Exercise set:
- 1) In the cardiac surgery biomarker text, rewrite the paragraph beginning "Blood was collected before induction of anesthesia" as a short list that keeps its main facts.
- 2) Resume the cardiac surgery biomarker text after its final sentence, continuing in the same style.

Provided passage:
-- -- --

To assess the ability of the biomarkers neuron-specific enolase (NSE), tau, neurofilament light chain (NFL), and glial fibrillary acidic protein (GFAP) to predict postoperative cognitive dysfunction (POCD) at discharge in patients who underwent cardiac surgery.
Post hoc analyses (with tests being prespecified before data analyses) from a randomized clinical trial.
Single-center study from a primary heart center in Denmark.
Adult patients undergoing elective or subacute on-pump coronary artery bypass grafting and/or aortic valve replacement.
Blood was collected before induction of anesthesia, after 24 hours, after 48 hours, and at discharge from the surgical ward. The International Study of Postoperative Cognitive Dysfunction test battery was applied to diagnose POCD at discharge and after three months. Linear mixed models of covariance were used to assess whether repeated measurements of biomarker levels were associated with POCD. Receiver operating characteristic (ROC) curves were applied to assess the predictive value of each biomarker measurement for POCD.

-- -- --

(Natural language region descriptions)
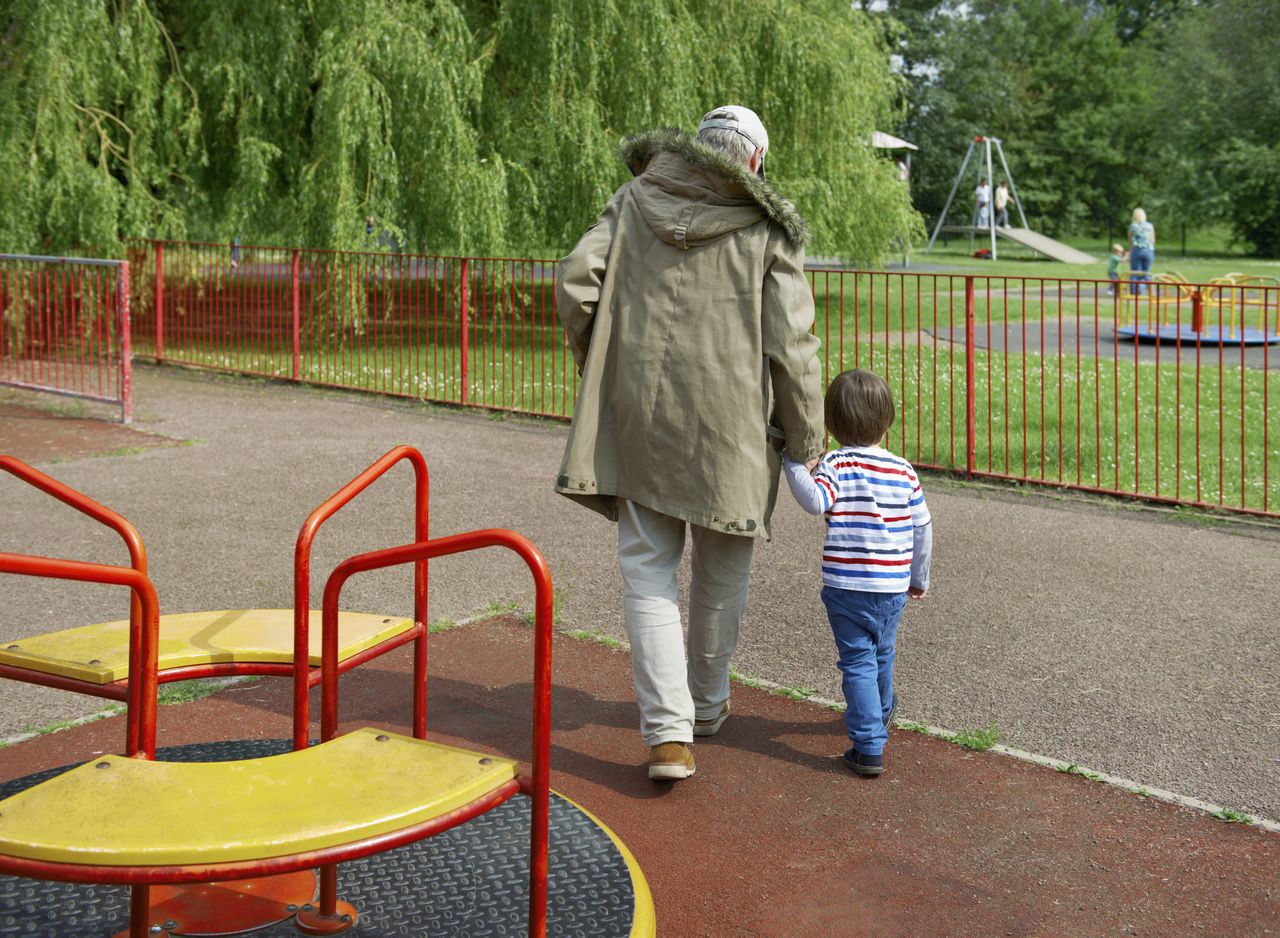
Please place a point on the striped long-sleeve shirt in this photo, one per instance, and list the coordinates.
(878, 526)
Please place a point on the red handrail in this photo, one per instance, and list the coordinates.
(144, 634)
(538, 785)
(302, 586)
(137, 559)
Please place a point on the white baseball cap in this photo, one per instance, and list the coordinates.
(741, 120)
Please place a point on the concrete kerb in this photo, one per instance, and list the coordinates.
(1073, 768)
(950, 736)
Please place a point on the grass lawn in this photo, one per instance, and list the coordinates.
(1101, 422)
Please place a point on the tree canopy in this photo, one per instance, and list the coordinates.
(457, 126)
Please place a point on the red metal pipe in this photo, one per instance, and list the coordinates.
(159, 301)
(126, 347)
(144, 635)
(970, 456)
(132, 541)
(543, 608)
(302, 584)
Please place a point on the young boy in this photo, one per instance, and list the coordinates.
(1115, 259)
(876, 553)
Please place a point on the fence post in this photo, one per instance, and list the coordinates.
(297, 310)
(970, 426)
(466, 316)
(159, 302)
(126, 347)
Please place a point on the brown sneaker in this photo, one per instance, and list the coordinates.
(671, 762)
(709, 727)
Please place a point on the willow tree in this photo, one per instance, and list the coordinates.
(96, 124)
(323, 114)
(816, 72)
(458, 126)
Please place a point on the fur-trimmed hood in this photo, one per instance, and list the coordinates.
(732, 195)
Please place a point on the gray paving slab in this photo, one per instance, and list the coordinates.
(1130, 641)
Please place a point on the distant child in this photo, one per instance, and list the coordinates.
(1115, 259)
(876, 553)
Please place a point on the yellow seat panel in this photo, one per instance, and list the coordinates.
(117, 811)
(100, 654)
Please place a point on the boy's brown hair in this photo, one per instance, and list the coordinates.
(859, 408)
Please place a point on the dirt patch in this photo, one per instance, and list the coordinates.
(36, 435)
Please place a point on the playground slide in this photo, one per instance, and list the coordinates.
(1054, 250)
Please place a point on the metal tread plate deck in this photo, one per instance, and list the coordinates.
(471, 881)
(100, 653)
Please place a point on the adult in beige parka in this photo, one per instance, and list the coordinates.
(689, 316)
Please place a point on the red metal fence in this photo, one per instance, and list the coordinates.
(64, 326)
(1057, 381)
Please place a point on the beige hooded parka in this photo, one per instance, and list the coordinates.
(689, 314)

-- -- --

Results:
- 1)
- Blood was drawn before anesthesia induction, at 24 hours, at 48 hours, and at discharge from the surgical ward.
- The International Study of Postoperative Cognitive Dysfunction test battery was used to diagnose POCD at discharge and after three months.
- Linear mixed models of covariance tested whether repeated biomarker measurements were associated with POCD.
- ROC curves measured how well each biomarker measurement predicted POCD.

- 2)
Measurements and Main Results
A total of 168 patients had biomarkers measured at baseline, and 47 (28%) fulfilled the POCD criteria at discharge. Patients with POCD at discharge had significantly higher levels of tau (p = 0.02) and GFAP (p = 0.01) from baseline to discharge. The biomarker measurements achieving the highest area under the ROC curve for prediction of POCD at discharge were NFL measured at discharge (AUC, 0.64; 95% confidence interval [CI], 0.54-0.73), GFAP measured 48 hours after induction (AUC, 0.64; 95% CI, 0.55-0.73), and GFAP measured at discharge (AUC, 0.64; 95% CI, 0.54-0.74), corresponding to a moderate predictive ability.
Postoperative serum levels of tau and GFAP were significantly elevated in cardiac surgery patients with POCD at discharge, however, the biomarkers achieved only modest predictive abilities for POCD at discharge. Postoperative levels of NSE were not associated with POCD at discharge.